***** SELECTED EXTRACT *****
The inversion determines four parameters: the orientations of the three principal stress axes (σ1 ≥ σ2 ≥ σ3) and the stress ratio R = (σ1 − σ2) / (σ1 − σ3). Absolute stress magnitudes cannot be determined from focal mechanisms alone. The assumption underlying the method is that all faults in the region experience the same uniform stress field — a reasonable approximation for regions smaller than ~100 km.
Applications include mapping the transition from compressive to extensional stress regimes across orogens, identifying stress rotations near major faults (e.g., low shear stress on the San Andreas), and monitoring temporal stress changes associated with volcanic unrest or reservoir impoundment. The World Stress Map project compiles stress orientations from focal mechanisms, borehole breakouts, and hydraulic fracturing data worldwide.
***** ENTRIES SUPPLIED *****
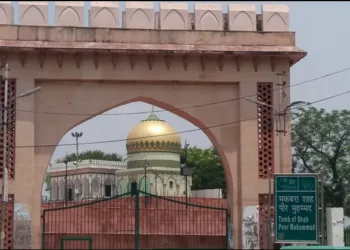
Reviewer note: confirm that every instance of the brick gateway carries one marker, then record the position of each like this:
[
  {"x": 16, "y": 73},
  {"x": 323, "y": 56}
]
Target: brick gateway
[{"x": 135, "y": 220}]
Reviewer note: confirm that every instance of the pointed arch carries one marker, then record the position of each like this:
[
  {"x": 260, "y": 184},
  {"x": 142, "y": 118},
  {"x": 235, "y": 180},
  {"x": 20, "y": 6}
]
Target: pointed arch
[
  {"x": 106, "y": 14},
  {"x": 122, "y": 186},
  {"x": 209, "y": 15},
  {"x": 95, "y": 187},
  {"x": 54, "y": 190},
  {"x": 181, "y": 113},
  {"x": 33, "y": 16},
  {"x": 174, "y": 17},
  {"x": 77, "y": 186},
  {"x": 86, "y": 187}
]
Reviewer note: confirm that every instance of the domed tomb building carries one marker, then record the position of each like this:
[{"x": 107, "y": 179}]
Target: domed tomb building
[{"x": 153, "y": 160}]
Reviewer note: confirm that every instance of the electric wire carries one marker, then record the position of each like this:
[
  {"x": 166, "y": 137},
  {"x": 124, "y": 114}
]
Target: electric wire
[
  {"x": 185, "y": 107},
  {"x": 181, "y": 132}
]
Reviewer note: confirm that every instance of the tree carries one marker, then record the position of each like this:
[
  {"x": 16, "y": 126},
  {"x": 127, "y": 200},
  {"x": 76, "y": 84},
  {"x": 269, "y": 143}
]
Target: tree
[
  {"x": 321, "y": 144},
  {"x": 92, "y": 154},
  {"x": 208, "y": 171}
]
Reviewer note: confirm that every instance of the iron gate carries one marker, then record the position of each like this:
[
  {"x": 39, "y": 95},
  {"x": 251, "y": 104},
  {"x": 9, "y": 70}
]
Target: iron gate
[{"x": 135, "y": 220}]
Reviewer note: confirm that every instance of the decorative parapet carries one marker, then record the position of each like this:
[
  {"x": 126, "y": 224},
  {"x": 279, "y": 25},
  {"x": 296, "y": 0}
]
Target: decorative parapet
[
  {"x": 104, "y": 14},
  {"x": 6, "y": 12},
  {"x": 142, "y": 15},
  {"x": 85, "y": 163},
  {"x": 275, "y": 17},
  {"x": 33, "y": 13},
  {"x": 69, "y": 13}
]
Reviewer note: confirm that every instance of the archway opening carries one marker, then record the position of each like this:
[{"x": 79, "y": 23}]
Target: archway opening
[{"x": 99, "y": 185}]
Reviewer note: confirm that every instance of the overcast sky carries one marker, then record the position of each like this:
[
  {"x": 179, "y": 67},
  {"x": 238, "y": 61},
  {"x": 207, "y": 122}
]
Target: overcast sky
[{"x": 322, "y": 29}]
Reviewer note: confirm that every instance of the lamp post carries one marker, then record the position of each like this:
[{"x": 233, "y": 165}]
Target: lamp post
[
  {"x": 5, "y": 167},
  {"x": 281, "y": 117},
  {"x": 186, "y": 171},
  {"x": 66, "y": 180},
  {"x": 77, "y": 135}
]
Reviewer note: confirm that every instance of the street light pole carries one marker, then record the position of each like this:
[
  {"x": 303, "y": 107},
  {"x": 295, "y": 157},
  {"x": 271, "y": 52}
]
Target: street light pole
[
  {"x": 186, "y": 171},
  {"x": 77, "y": 135},
  {"x": 4, "y": 185},
  {"x": 281, "y": 128},
  {"x": 66, "y": 181}
]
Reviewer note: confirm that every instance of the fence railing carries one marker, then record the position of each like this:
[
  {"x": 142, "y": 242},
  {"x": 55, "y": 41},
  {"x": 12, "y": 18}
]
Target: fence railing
[{"x": 347, "y": 237}]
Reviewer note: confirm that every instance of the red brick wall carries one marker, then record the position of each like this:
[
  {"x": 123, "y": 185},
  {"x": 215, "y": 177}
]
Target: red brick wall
[{"x": 162, "y": 223}]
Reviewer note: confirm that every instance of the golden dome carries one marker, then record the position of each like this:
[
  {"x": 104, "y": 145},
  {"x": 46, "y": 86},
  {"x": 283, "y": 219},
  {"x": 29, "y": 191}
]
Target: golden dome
[{"x": 153, "y": 134}]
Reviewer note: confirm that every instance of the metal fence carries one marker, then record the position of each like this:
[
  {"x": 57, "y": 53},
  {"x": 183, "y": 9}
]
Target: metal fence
[{"x": 134, "y": 220}]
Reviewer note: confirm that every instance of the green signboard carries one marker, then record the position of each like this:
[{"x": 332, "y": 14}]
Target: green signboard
[{"x": 296, "y": 208}]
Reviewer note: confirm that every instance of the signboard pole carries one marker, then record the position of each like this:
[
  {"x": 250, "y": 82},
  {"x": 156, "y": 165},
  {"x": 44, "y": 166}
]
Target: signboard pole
[{"x": 296, "y": 208}]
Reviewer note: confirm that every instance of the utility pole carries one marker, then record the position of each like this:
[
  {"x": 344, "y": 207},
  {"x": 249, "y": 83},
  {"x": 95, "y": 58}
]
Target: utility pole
[
  {"x": 4, "y": 166},
  {"x": 77, "y": 135},
  {"x": 186, "y": 171},
  {"x": 4, "y": 184},
  {"x": 281, "y": 130},
  {"x": 66, "y": 181},
  {"x": 280, "y": 115}
]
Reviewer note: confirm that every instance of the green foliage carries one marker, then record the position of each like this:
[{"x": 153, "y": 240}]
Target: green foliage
[
  {"x": 208, "y": 170},
  {"x": 321, "y": 144},
  {"x": 94, "y": 154}
]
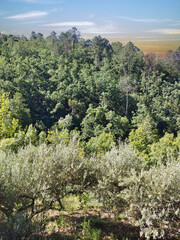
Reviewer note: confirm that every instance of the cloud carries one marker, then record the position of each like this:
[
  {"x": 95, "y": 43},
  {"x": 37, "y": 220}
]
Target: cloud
[
  {"x": 33, "y": 14},
  {"x": 146, "y": 20},
  {"x": 175, "y": 24},
  {"x": 165, "y": 31},
  {"x": 33, "y": 22},
  {"x": 69, "y": 24},
  {"x": 31, "y": 1}
]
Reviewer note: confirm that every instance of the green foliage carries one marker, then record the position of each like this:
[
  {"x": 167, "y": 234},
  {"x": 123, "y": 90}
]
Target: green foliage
[
  {"x": 99, "y": 120},
  {"x": 31, "y": 136},
  {"x": 154, "y": 197},
  {"x": 101, "y": 143},
  {"x": 8, "y": 125},
  {"x": 165, "y": 149},
  {"x": 88, "y": 232},
  {"x": 142, "y": 138},
  {"x": 115, "y": 169}
]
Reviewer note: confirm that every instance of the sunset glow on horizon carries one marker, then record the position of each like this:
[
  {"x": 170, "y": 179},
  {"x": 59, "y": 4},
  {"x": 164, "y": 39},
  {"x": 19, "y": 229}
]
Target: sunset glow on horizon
[{"x": 153, "y": 26}]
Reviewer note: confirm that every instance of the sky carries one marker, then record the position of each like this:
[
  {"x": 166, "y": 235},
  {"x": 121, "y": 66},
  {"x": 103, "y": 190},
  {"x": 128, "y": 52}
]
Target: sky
[{"x": 152, "y": 25}]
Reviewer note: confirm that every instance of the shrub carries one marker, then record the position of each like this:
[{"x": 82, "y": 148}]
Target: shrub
[
  {"x": 34, "y": 178},
  {"x": 155, "y": 200},
  {"x": 115, "y": 169}
]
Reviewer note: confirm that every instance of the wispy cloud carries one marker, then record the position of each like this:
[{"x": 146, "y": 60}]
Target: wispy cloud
[
  {"x": 99, "y": 31},
  {"x": 165, "y": 31},
  {"x": 31, "y": 1},
  {"x": 32, "y": 14},
  {"x": 69, "y": 24},
  {"x": 175, "y": 24},
  {"x": 42, "y": 1},
  {"x": 2, "y": 13},
  {"x": 33, "y": 22},
  {"x": 146, "y": 20}
]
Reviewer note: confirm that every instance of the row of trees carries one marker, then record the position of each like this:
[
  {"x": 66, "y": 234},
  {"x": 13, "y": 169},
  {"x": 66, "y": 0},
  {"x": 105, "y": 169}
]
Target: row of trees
[
  {"x": 65, "y": 105},
  {"x": 92, "y": 81}
]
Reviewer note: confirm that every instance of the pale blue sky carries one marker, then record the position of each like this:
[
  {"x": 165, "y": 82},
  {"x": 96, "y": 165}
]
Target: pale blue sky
[{"x": 138, "y": 20}]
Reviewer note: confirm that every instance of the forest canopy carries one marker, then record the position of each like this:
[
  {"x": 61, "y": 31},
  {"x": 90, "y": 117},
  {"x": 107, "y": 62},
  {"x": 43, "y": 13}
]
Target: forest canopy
[{"x": 80, "y": 115}]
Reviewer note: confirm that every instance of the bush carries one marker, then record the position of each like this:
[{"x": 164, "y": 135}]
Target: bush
[
  {"x": 33, "y": 179},
  {"x": 115, "y": 169},
  {"x": 155, "y": 201}
]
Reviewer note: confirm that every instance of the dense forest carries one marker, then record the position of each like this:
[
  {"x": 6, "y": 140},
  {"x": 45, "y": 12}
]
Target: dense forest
[{"x": 90, "y": 119}]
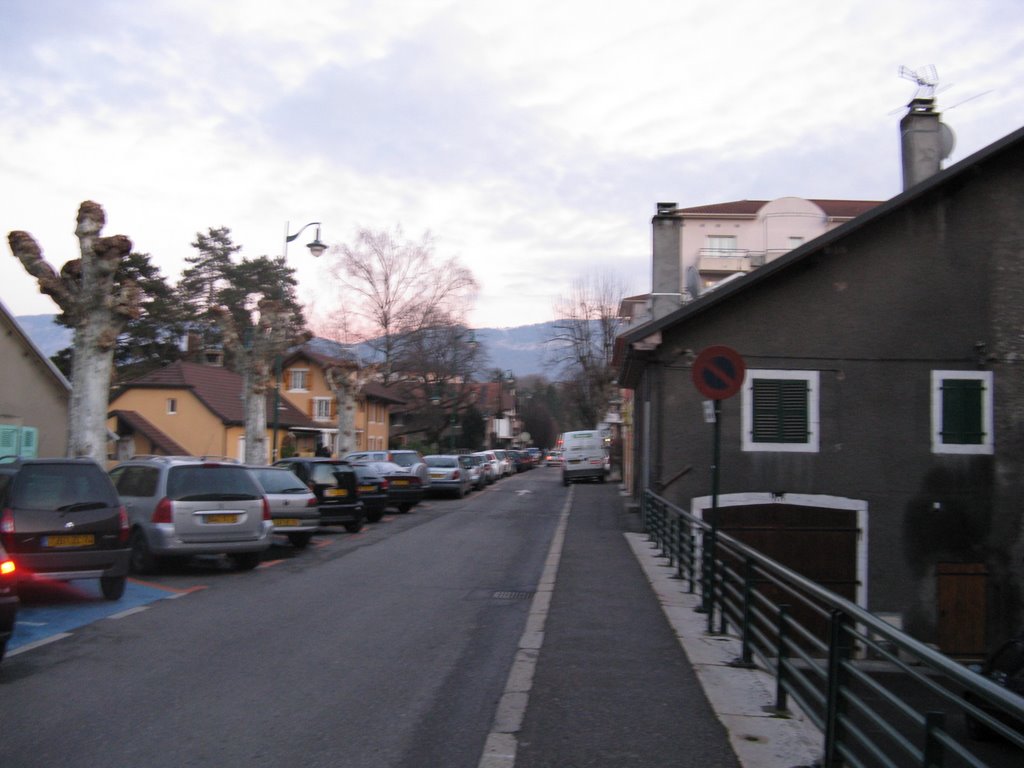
*****
= TASK DIRECTIONS =
According to the passage on stress inversion from focal mechanisms, what cannot be determined from focal mechanisms alone?

= FINAL ANSWER =
Absolute stress magnitudes.